▶ _Textauszug_
━━━━━━

Von Thomas Wagner | 13.07.2012
    Das Zelt: "880 Gramm. Da passen gut zwei Personen hinein. Und es hat eine leichte Absiede vorweg."

    Die Jacke: "Also die Jacken, die wir jetzt hier präsentieren, wiegt unter 100 Gramm. 99 Gramm, um es ganz konkret zu sagen."

    Der Schlafsack: "Wir haben jetzt neue Schlafsäcke aufgenommen in unser Sortiment, die extrem leicht sind, ab 690 Gramm."

    Je leichter, desto besser – so bekommen es die Besucher auf der europäischen Fachmesse "Outdoor" dieser Tage von vielen Ausstellern zu hören. Und das hat damit zu tun, dass sogenannte Trekker, die über Tage und Wochen hinweg auf sich alleine gestellt in der Natur unterwegs sein wollen, bei der Ausrüstung um jedes Gramm feilschen.

    "Wenn man eine Tour unternimmt, zum Beispiel eine Alpenüberquerung, da ist wirklich jedes Gramm wichtig. Man muss das ja die ganze Zeit tragen. Und wir haben Kunden, die sogar Zuckerstückchen abwiegen, wie viele Zuckerstückchen sie mitnehmen, damit sie insgesamt Gewicht sparen. Dann ist es natürlich insgesamt wichtig, dass der Schlafsack dabei ist."

    ... sagt einer, der mit Herstellung und Produktion von Schlafsäcken sein Geld verdient: Markus Wiesböck ist Chef der "Kuschelschlafsack GmbH Gruezi-Bag", einem Kleinunternehmen im bayrischen Kolbermoor. Seine Schlafsäcke lässt er aus sehr leichten Mikrofasern aus Polyester fertigen. Aus einem ultraleichten Nylon-Gewerbe stellt der Münchner Hersteller Nordisk sein Zweimannzelt her, das nicht mehr als 880 Gramm wiegt. Deutschland-Geschäftsführer Werner Bloemer:

    "Das ist ein Nylon mit Silikonbeschichtung. Und so hat man da eine hohe Reißfestigkeit, eine Wasserdichtigkeit von 3000 Millimetern und trotzdem ein leichtes Gewicht."

    Doch das Beispiel zeigt auch: Ultraleichte Outdoor-Materialien auf Kunststoff-Basis haben ihre Tücken – beispielsweise dann, wenn es heiß wird:

    "Wenn's richtig drauf knallt, würde ich dann sowieso den Eingang offen lassen. Also wenn's wirklich drauf knallt, so 30, 35 Grad hat man dann schon da drin, klar."
    Ähnliches trifft auch auf die ultraleichten Schlafsäcke zu.

    "Da gibt es Schlafsäcke, die werden innen beschichtet, das heißt, ein kleiner Plastiküberzug drüber. Dann ist das Ding dicht, lässt aber den Dampf nicht mehr heraus."

━━━━━━

▶ _Angezeigte Datensätze_
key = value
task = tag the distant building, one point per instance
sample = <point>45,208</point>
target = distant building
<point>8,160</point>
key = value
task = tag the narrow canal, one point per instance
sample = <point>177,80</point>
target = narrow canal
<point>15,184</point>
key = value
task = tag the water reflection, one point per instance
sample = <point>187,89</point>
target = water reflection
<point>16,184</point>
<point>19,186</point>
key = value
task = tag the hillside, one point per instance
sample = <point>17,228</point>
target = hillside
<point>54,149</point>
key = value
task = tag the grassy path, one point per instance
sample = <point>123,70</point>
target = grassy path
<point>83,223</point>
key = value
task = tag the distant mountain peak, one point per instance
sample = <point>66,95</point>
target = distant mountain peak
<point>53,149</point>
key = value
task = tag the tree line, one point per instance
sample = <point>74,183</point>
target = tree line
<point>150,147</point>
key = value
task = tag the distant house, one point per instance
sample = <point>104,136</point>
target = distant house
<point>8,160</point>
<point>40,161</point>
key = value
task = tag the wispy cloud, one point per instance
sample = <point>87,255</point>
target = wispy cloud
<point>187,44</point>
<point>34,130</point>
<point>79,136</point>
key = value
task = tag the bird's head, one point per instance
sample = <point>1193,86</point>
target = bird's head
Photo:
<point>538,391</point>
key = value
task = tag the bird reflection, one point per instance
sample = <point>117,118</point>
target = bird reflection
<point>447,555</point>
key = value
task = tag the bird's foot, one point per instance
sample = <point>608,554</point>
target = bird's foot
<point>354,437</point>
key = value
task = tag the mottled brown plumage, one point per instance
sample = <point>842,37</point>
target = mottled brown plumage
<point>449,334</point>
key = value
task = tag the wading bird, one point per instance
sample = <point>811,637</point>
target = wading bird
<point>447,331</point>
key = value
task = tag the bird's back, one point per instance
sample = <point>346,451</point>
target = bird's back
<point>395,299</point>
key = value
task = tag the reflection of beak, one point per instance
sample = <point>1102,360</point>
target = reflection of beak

━━━━━━

▶ _Aufgabe A_
Beantworte die folgenden Fragen zum Text über leichte Outdoor-Ausrüstung.
(i) Aus welchem Material lässt Markus Wiesböck seine Schlafsäcke fertigen?
(ii) In welchem Ort hat die „Kuschelschlafsack GmbH Gruezi-Bag“ ihren Sitz?
(iii) Welche Wasserdichtigkeit hat das Nylon mit Silikonbeschichtung?
▶ _Aufgabe B_
Wiederhole wortgetreu den Abschnitt aus dem Text über leichte Outdoor-Ausrüstung, der mit „Doch das Beispiel“ beginnt und mit „ultraleichten Schlafsäcke zu.“ endet.

▶ _Erwartete Antwort A_
(i) Aus sehr leichten Mikrofasern aus Polyester.
(ii) Im bayrischen Kolbermoor.
(iii) 3000 Millimeter.

▶ _Erwartete Antwort B_
Doch das Beispiel zeigt auch: Ultraleichte Outdoor-Materialien auf Kunststoff-Basis haben ihre Tücken – beispielsweise dann, wenn es heiß wird:

    "Wenn's richtig drauf knallt, würde ich dann sowieso den Eingang offen lassen. Also wenn's wirklich drauf knallt, so 30, 35 Grad hat man dann schon da drin, klar."
    Ähnliches trifft auch auf die ultraleichten Schlafsäcke zu.